> _Text section_:

━━━

|
Immediately, one is lost, eyes-deep in the paradox of the
riddle behind the riddle. There is no time to take a breath
before the reader is tossed into the visceral landscape of
Valente’s rich, textured lyric madness.
There are no clews to lead us (and no clues either, for readers
who may be unfamiliar with the piece of string heroes traditionally
used to find their way out of mazes) out of this stark land.
Without past or future filled with devouring doors, staircases
spiraling to nowhere, dark angels, magus monkeys, philosopher
crocodiles, key-crafting lobsters, and complacent March hares.
This is Alice in Wonderland as Kierkegaard would have written
it, an angst-filled and lonely antiquest where all things that
appear in essence are, in fact, existence, the nothing, the
truth devoid of meaning.
Valente’s protagonist, a chameleon Alice without a name,
is a “Seeker-After” called darlingblue/green/red/gold/glass
who does not believe she will ever find anything. Thus, she
accepts and rejects, sporadically, as she moves through the
terrible jungle-dessert-sea downdowndown of the maze and its
menagerie.
Darlingblue is this century, this millennium, this existence,
sticking her fingers into her maze-mind and tasting them
to find they taste of nothing; smelling them to find they
smell
of nothing. She walks and walks, knowing and not knowing
where she is or how it is that she got there, only that
she is/was/will
always be there.

━━━

> _Records_:

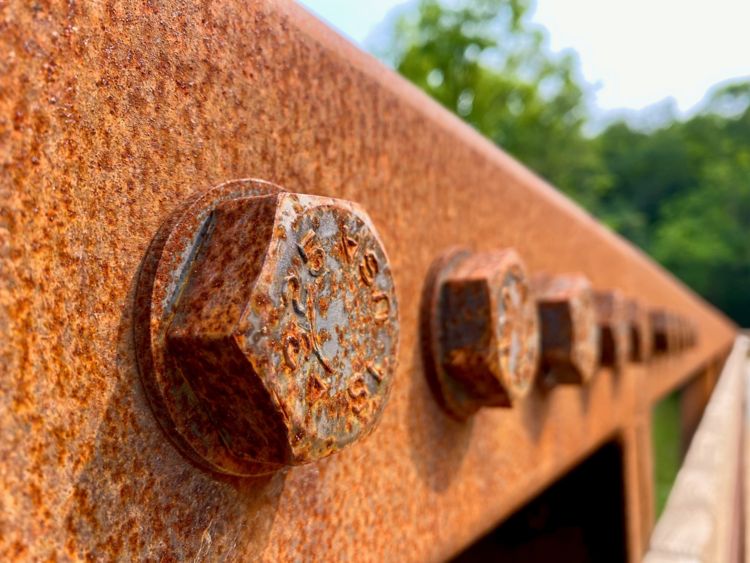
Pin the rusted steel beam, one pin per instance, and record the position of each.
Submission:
(115, 114)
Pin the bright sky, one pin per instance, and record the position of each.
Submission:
(637, 52)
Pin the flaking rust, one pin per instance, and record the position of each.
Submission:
(480, 330)
(569, 329)
(273, 328)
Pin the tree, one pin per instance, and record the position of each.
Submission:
(486, 62)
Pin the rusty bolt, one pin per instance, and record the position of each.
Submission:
(569, 330)
(663, 335)
(284, 327)
(480, 330)
(639, 325)
(613, 323)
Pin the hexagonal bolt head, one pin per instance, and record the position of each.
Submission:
(286, 326)
(481, 331)
(639, 324)
(662, 336)
(569, 329)
(615, 332)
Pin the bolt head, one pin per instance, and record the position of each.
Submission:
(483, 339)
(614, 326)
(569, 330)
(639, 323)
(286, 327)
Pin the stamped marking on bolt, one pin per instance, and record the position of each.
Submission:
(266, 328)
(479, 330)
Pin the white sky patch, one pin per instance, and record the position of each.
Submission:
(636, 52)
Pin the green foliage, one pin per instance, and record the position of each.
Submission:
(666, 439)
(682, 192)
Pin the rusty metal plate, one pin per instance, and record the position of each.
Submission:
(111, 115)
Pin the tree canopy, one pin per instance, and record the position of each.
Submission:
(681, 192)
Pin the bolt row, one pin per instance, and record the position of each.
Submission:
(266, 328)
(489, 329)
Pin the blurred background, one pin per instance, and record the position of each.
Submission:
(638, 110)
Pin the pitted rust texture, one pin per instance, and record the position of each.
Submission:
(615, 329)
(111, 114)
(639, 327)
(663, 332)
(568, 326)
(273, 328)
(480, 330)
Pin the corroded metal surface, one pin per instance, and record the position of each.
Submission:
(614, 327)
(569, 329)
(111, 114)
(267, 327)
(639, 327)
(663, 339)
(481, 336)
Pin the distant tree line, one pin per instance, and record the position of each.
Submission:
(680, 191)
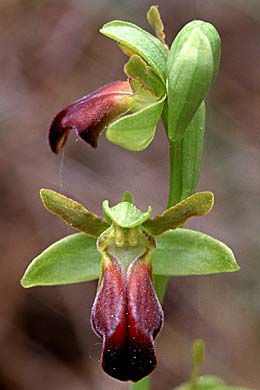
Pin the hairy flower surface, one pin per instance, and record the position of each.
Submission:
(91, 114)
(127, 315)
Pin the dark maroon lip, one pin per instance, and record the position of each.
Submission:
(91, 114)
(128, 316)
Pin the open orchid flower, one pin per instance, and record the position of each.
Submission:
(126, 312)
(142, 96)
(127, 315)
(90, 115)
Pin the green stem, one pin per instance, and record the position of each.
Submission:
(143, 384)
(174, 197)
(175, 190)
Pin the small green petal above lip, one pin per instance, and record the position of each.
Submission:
(187, 252)
(136, 131)
(140, 42)
(195, 205)
(125, 214)
(137, 68)
(72, 259)
(73, 213)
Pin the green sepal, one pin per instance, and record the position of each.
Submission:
(142, 97)
(192, 66)
(189, 252)
(137, 68)
(73, 213)
(136, 131)
(155, 21)
(209, 382)
(140, 42)
(125, 214)
(197, 204)
(72, 259)
(127, 197)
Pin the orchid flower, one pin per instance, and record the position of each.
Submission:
(124, 250)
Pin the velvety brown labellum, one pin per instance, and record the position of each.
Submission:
(90, 115)
(128, 315)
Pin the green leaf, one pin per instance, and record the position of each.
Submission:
(192, 149)
(136, 131)
(73, 259)
(73, 213)
(186, 158)
(209, 383)
(192, 66)
(125, 214)
(198, 204)
(188, 252)
(136, 68)
(155, 21)
(140, 42)
(198, 352)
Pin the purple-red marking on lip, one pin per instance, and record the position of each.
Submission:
(128, 315)
(91, 114)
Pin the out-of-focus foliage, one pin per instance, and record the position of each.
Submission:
(52, 54)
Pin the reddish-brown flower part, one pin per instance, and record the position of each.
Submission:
(127, 315)
(91, 114)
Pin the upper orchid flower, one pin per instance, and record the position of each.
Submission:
(126, 312)
(143, 94)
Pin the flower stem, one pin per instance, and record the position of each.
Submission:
(143, 384)
(174, 197)
(175, 190)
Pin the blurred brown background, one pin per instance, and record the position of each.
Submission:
(51, 54)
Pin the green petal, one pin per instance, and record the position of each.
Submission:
(192, 66)
(198, 204)
(188, 252)
(73, 259)
(73, 213)
(136, 131)
(125, 214)
(136, 68)
(140, 42)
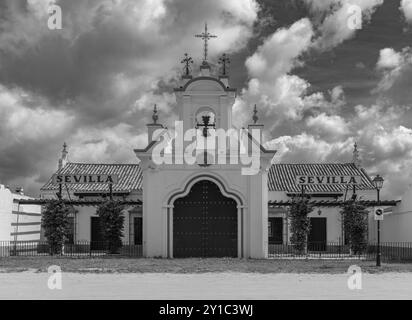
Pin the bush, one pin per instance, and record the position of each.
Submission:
(355, 221)
(56, 224)
(300, 224)
(112, 224)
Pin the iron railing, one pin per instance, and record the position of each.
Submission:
(390, 251)
(76, 249)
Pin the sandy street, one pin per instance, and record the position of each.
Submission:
(30, 285)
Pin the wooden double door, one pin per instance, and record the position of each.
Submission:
(205, 223)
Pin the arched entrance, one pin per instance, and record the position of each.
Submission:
(205, 223)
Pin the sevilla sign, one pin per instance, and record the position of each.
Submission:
(85, 178)
(379, 214)
(328, 180)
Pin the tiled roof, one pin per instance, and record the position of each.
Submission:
(130, 177)
(282, 177)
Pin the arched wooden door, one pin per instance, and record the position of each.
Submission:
(205, 223)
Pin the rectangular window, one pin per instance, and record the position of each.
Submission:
(70, 235)
(138, 230)
(275, 230)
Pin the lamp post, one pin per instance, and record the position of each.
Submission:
(378, 184)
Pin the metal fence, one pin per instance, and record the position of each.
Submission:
(390, 251)
(76, 249)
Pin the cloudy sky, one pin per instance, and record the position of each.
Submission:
(319, 85)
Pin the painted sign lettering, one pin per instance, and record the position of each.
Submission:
(310, 180)
(85, 178)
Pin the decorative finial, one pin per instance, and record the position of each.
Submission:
(224, 60)
(206, 36)
(356, 158)
(64, 158)
(255, 117)
(155, 117)
(187, 61)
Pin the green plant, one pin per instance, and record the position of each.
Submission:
(56, 224)
(355, 221)
(112, 224)
(300, 224)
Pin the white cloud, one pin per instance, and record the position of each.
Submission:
(332, 17)
(331, 127)
(271, 85)
(392, 65)
(406, 8)
(389, 59)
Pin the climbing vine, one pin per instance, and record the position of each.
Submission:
(355, 221)
(300, 224)
(112, 224)
(56, 224)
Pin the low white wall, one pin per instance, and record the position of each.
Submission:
(6, 208)
(397, 225)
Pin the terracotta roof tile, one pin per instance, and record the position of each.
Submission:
(281, 177)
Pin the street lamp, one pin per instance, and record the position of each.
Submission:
(378, 184)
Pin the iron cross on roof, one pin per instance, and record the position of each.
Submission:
(206, 36)
(187, 61)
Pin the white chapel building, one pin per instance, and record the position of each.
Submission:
(209, 207)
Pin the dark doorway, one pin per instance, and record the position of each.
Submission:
(205, 223)
(275, 230)
(317, 235)
(138, 230)
(97, 241)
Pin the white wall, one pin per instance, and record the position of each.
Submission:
(397, 225)
(6, 208)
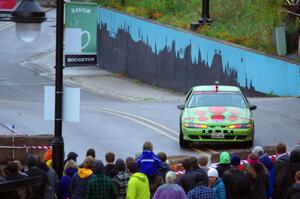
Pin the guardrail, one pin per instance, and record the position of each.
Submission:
(12, 185)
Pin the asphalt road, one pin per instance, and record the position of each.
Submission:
(110, 124)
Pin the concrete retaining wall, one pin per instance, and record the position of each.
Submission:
(176, 59)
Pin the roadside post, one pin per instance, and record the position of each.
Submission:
(205, 17)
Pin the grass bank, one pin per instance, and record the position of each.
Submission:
(248, 23)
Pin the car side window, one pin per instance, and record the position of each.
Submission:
(188, 95)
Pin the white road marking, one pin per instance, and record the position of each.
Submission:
(136, 121)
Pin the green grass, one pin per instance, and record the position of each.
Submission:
(248, 23)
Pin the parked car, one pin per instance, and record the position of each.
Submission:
(216, 114)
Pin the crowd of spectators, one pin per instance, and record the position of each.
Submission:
(149, 176)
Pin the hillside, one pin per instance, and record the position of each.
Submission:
(249, 23)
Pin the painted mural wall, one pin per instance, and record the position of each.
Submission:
(175, 59)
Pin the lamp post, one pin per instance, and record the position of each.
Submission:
(205, 18)
(28, 16)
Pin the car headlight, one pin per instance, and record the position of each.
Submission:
(192, 125)
(240, 126)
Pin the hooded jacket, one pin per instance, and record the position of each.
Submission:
(290, 170)
(280, 166)
(219, 189)
(294, 191)
(138, 187)
(148, 163)
(258, 184)
(265, 160)
(63, 187)
(79, 183)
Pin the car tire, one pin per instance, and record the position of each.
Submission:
(250, 143)
(183, 143)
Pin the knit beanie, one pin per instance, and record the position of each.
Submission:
(258, 150)
(224, 158)
(212, 172)
(120, 165)
(98, 167)
(235, 160)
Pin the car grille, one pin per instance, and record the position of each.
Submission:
(227, 137)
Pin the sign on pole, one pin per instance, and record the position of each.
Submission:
(6, 7)
(80, 34)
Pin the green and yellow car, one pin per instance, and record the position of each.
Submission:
(216, 114)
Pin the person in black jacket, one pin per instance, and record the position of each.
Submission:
(197, 169)
(164, 167)
(294, 190)
(280, 164)
(187, 180)
(38, 192)
(110, 167)
(258, 178)
(291, 169)
(12, 175)
(236, 182)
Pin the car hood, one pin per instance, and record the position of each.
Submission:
(219, 115)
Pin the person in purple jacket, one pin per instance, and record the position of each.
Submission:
(148, 162)
(170, 190)
(63, 187)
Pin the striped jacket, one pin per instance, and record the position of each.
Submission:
(219, 189)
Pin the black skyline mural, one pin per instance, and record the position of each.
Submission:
(165, 69)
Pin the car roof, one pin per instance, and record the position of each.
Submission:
(209, 88)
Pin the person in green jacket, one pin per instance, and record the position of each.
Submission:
(138, 185)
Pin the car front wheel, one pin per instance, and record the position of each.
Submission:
(183, 143)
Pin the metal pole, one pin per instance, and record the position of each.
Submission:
(58, 142)
(205, 9)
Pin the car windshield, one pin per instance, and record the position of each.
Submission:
(207, 99)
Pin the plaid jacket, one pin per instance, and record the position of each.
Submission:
(101, 187)
(121, 180)
(200, 192)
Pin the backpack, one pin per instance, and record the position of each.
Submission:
(239, 183)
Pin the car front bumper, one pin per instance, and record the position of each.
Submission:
(218, 135)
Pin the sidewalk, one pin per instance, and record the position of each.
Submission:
(101, 82)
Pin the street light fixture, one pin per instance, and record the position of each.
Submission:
(26, 14)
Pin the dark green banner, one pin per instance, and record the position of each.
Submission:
(80, 34)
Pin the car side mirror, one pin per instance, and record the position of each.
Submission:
(180, 107)
(252, 107)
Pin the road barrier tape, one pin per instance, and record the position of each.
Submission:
(15, 134)
(214, 165)
(41, 147)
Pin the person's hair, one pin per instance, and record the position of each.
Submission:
(2, 171)
(187, 164)
(110, 157)
(71, 164)
(132, 167)
(162, 156)
(170, 177)
(88, 162)
(195, 164)
(20, 166)
(91, 152)
(281, 148)
(203, 160)
(250, 167)
(199, 179)
(148, 146)
(129, 159)
(297, 175)
(12, 167)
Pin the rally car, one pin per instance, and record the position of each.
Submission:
(216, 114)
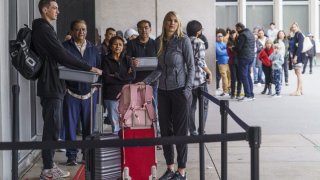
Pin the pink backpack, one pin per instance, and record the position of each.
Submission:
(135, 106)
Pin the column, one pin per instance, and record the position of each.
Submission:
(242, 11)
(5, 91)
(314, 18)
(278, 13)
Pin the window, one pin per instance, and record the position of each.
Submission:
(259, 15)
(226, 16)
(296, 13)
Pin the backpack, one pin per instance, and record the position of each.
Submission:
(135, 106)
(23, 58)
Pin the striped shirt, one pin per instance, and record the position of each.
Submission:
(199, 60)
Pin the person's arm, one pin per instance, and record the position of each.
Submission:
(56, 50)
(221, 50)
(240, 43)
(189, 61)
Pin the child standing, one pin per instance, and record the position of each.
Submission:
(277, 61)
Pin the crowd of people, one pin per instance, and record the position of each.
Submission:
(245, 58)
(180, 72)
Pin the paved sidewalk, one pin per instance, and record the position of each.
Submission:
(290, 148)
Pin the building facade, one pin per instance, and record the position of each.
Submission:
(124, 14)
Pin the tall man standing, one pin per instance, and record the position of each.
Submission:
(245, 53)
(77, 99)
(50, 88)
(144, 46)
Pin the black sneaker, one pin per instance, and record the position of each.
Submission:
(169, 174)
(178, 176)
(71, 162)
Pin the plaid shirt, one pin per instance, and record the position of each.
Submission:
(199, 61)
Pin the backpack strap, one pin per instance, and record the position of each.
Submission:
(148, 102)
(133, 98)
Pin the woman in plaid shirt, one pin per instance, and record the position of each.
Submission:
(202, 72)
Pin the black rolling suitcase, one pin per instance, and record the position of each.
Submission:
(102, 163)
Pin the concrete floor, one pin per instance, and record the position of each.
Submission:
(290, 148)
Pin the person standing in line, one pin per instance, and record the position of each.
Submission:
(117, 72)
(77, 99)
(175, 72)
(277, 60)
(50, 88)
(110, 32)
(310, 55)
(203, 74)
(284, 46)
(234, 66)
(272, 31)
(245, 51)
(297, 57)
(266, 66)
(222, 60)
(144, 46)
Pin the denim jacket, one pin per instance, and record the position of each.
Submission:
(175, 65)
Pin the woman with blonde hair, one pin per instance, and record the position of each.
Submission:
(297, 56)
(175, 72)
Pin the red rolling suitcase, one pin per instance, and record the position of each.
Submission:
(138, 163)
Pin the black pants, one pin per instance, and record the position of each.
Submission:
(268, 74)
(285, 67)
(192, 123)
(235, 79)
(52, 117)
(174, 111)
(307, 59)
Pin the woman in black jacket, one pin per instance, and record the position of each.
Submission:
(117, 72)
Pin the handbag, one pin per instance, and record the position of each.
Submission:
(307, 44)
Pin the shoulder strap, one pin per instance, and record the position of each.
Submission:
(148, 102)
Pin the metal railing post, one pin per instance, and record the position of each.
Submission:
(201, 130)
(254, 142)
(15, 129)
(224, 144)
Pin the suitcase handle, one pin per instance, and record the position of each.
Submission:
(100, 122)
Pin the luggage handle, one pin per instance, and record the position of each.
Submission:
(99, 124)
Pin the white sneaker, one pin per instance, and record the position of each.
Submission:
(56, 171)
(245, 99)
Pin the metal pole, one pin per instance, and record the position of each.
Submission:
(224, 144)
(254, 142)
(15, 129)
(201, 130)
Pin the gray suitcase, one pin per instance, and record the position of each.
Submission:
(102, 163)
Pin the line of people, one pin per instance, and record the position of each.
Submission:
(180, 72)
(244, 58)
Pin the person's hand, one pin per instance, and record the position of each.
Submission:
(135, 62)
(209, 78)
(141, 84)
(294, 60)
(96, 70)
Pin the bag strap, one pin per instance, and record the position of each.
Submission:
(133, 98)
(148, 102)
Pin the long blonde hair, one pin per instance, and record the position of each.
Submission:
(162, 37)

━━━

> _Challenge A_:
List every item that the review says fills the stark land, without past or future.
> _Challenge B_:
Shorten the review's paragraph that begins "Valente’s protagonist, a chameleon Alice" while keeping its main facts.
> _Challenge C_:
Write out the stretch of the review from "There are no" through "this stark land.".
The entries have nothing to do with this work.

> _Full output A_:
- devouring doors
- staircases spiraling to nowhere
- dark angels
- magus monkeys
- philosopher crocodiles
- key-crafting lobsters
- complacent March hares

> _Full output B_:
Valente's protagonist is a nameless, chameleon Alice, a "Seeker-After" called darlingblue/green/red/gold/glass who does not believe she will ever find anything. So she accepts and rejects, sporadically, as she moves down through the maze and its menagerie.

> _Full output C_:
There are no clews to lead us (and no clues either, for readers
who may be unfamiliar with the piece of string heroes traditionally
used to find their way out of mazes) out of this stark land.